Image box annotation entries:
>>
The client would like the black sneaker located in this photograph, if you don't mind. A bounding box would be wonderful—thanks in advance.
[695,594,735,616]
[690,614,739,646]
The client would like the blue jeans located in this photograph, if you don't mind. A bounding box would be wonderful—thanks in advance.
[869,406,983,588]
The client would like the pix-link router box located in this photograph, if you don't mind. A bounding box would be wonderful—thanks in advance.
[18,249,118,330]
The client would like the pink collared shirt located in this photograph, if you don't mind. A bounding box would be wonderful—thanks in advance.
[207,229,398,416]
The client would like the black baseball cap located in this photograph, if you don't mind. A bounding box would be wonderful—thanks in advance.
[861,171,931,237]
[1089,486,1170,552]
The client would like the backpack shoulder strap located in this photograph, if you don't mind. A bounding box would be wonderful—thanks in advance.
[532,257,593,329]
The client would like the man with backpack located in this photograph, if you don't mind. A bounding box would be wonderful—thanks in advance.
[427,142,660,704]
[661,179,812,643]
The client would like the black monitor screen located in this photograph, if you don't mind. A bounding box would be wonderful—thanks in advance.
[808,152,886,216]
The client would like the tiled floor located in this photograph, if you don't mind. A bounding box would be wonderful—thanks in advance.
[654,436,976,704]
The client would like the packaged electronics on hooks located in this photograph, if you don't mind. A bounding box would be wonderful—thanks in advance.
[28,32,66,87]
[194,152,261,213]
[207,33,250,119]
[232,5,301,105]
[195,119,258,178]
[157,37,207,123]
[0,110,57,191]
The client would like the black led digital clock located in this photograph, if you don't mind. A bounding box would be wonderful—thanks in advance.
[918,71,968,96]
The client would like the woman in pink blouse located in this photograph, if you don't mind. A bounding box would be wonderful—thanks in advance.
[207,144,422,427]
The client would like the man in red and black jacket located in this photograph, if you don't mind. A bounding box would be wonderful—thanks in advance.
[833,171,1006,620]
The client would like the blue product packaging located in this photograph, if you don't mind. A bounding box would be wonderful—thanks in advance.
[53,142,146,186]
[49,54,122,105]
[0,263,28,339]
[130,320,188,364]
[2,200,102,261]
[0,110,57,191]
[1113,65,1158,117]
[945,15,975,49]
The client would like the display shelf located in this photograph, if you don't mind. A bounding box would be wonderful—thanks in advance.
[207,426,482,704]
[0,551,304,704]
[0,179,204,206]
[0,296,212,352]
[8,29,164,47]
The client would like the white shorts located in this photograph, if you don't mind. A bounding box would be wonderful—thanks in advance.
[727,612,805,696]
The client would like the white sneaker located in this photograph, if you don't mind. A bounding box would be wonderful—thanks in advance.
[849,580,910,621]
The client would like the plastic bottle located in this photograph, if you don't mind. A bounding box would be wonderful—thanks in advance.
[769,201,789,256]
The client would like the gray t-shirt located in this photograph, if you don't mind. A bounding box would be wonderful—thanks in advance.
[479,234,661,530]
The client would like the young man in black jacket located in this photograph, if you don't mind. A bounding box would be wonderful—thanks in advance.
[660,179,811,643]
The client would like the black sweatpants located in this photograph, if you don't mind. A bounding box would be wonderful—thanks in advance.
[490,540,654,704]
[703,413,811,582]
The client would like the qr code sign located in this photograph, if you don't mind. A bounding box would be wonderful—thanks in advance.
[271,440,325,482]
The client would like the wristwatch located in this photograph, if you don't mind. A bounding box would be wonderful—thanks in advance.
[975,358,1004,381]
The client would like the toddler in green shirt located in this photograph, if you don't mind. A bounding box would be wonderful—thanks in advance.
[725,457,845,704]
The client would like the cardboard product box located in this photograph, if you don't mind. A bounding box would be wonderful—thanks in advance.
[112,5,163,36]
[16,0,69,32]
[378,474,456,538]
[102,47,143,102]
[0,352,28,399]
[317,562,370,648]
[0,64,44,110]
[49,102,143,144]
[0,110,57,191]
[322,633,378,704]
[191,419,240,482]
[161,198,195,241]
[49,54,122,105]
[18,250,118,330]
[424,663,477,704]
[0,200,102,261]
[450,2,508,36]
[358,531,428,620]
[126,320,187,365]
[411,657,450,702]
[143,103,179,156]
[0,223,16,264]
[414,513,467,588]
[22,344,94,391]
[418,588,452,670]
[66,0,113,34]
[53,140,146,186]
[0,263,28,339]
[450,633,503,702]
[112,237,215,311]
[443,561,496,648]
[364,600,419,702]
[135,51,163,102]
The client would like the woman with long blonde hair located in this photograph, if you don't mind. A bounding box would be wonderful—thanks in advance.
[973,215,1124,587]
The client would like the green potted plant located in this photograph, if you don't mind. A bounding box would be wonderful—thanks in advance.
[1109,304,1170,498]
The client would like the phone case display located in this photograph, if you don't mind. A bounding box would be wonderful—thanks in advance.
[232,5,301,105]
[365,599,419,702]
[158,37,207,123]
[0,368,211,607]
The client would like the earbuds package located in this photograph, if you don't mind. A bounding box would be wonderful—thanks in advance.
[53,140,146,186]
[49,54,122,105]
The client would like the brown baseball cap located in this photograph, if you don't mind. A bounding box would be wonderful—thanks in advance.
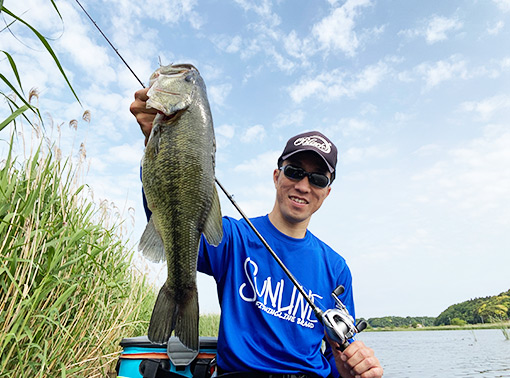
[278,131,338,181]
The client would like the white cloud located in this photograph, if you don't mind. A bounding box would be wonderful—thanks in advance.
[338,118,370,136]
[289,62,389,103]
[415,56,468,89]
[241,125,266,143]
[425,16,462,44]
[207,83,232,106]
[235,0,281,27]
[492,0,510,12]
[413,126,510,219]
[398,16,463,45]
[234,151,281,178]
[273,109,305,127]
[214,124,236,151]
[312,0,371,56]
[340,146,395,164]
[487,21,505,35]
[460,95,510,121]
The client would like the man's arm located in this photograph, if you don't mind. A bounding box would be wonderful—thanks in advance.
[329,340,383,378]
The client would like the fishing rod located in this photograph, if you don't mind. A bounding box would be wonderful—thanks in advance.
[75,0,367,351]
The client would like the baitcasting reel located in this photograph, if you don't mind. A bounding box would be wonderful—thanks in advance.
[319,285,367,351]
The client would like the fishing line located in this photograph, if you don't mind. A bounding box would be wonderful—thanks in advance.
[76,0,145,88]
[75,0,324,324]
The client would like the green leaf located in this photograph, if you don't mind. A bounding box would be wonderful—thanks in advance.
[0,105,29,131]
[0,50,23,92]
[2,7,81,105]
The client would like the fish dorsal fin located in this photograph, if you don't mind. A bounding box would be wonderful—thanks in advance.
[204,184,223,246]
[138,217,166,262]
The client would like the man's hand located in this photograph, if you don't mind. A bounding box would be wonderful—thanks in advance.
[330,341,383,378]
[129,88,158,145]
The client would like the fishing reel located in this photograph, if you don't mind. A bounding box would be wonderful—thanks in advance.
[322,285,367,351]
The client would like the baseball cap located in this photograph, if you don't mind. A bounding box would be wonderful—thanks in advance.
[278,131,337,181]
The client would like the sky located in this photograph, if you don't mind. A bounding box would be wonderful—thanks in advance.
[0,0,510,318]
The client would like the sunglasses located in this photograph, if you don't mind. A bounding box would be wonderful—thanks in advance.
[280,165,331,188]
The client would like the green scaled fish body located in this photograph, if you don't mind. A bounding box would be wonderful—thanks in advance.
[139,64,222,358]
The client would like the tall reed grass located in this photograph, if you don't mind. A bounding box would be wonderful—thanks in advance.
[0,128,155,377]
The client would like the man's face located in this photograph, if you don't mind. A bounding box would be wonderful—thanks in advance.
[273,151,331,223]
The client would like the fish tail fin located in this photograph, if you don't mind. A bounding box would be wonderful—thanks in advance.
[204,184,223,246]
[148,283,177,343]
[175,287,200,351]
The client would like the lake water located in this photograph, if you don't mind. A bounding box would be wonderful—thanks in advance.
[357,329,510,378]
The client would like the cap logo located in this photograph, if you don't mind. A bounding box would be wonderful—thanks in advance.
[294,135,331,154]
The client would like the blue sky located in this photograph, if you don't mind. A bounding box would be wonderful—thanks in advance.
[0,0,510,318]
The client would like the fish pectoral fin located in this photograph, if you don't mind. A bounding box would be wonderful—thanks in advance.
[138,217,166,262]
[203,186,223,246]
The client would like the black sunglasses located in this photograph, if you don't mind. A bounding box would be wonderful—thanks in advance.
[280,165,330,188]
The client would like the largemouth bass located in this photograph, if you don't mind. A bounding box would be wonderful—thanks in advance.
[139,64,222,360]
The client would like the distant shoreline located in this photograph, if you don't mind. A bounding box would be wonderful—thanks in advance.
[363,322,510,332]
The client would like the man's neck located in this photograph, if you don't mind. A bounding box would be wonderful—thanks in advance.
[268,209,310,239]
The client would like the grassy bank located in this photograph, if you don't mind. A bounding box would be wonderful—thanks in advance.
[363,322,510,332]
[0,134,154,377]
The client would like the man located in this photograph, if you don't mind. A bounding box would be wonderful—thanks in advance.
[130,89,383,378]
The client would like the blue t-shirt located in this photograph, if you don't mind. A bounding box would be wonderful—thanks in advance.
[198,215,354,377]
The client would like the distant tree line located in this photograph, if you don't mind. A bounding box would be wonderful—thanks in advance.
[366,316,436,328]
[365,290,510,328]
[435,290,510,325]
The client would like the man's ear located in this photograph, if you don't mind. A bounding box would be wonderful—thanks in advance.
[273,169,281,188]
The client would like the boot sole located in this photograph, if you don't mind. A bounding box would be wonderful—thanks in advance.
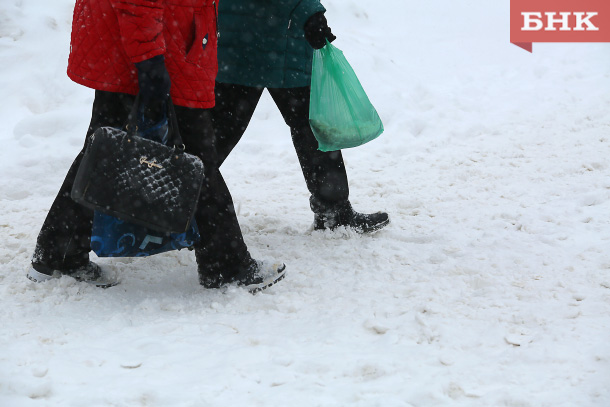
<<
[Instructions to follow] Reproduce everything from the line containing "The client would like the distant tree" down through the end of the entries, leaving the pictures out.

[Solution]
The client would like the distant tree line located in this photograph, if you don't mind. A bounding box would be wonderful—thanks in advance.
[366,316,436,328]
[365,290,510,328]
[435,290,510,325]
The client would like the man's ear located in this photograph, if you don't mind. A bounding box would be wonderful—thanks in advance.
[273,169,281,188]
The client would like the boot sole located in this photograph, if you don't mind. A bounding box would be wonderful—thanks in advance.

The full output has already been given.